What is expected => In your copy, drop the images and return each record exactly as it stands.
*** Records for the task Section Begins ***
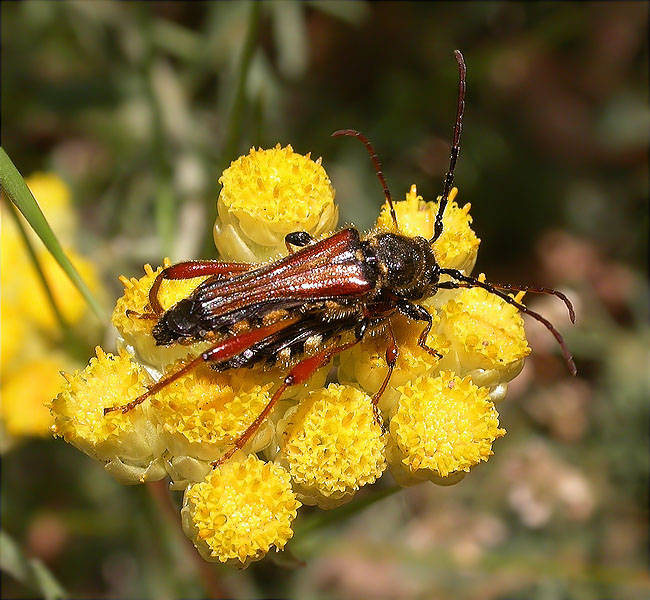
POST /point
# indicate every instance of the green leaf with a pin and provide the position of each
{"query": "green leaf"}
(16, 189)
(30, 572)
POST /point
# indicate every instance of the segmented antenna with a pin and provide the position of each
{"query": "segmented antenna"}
(455, 146)
(493, 289)
(375, 162)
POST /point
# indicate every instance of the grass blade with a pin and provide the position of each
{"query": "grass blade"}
(16, 189)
*** Records for the task Section Ends ***
Solution to this problem =>
POST /point
# indicate every instance of the green leaf with a pin and provide the position of each
{"query": "green leaf"}
(16, 189)
(30, 572)
POST /point
# indicate every instance of the segmented antenna with a pin and provide the position of each
{"query": "segmented antenna"}
(455, 146)
(493, 289)
(375, 162)
POST /point
# indicate every instance of the grass blade with a pin and provide the position of each
{"query": "grass blade"}
(16, 189)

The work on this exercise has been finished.